▶ [What to do]:
Reproduce each record exactly, but exclude every picture.

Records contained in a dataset
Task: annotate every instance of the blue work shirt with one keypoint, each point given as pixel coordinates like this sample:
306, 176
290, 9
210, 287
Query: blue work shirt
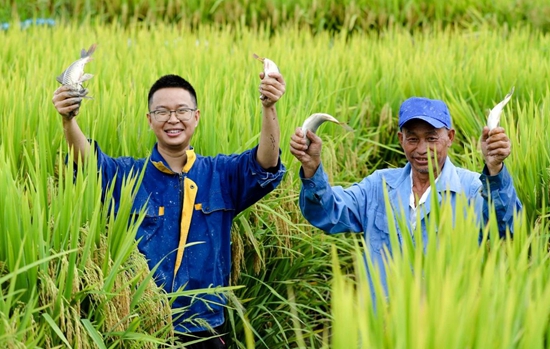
196, 207
361, 208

▶ [Answer to the problem]:
Task: annotate every instance of the blue work shirt with one keypoint, each point given as pixel coordinates like this sample:
306, 176
290, 9
210, 287
Query: blue work shirt
196, 207
361, 208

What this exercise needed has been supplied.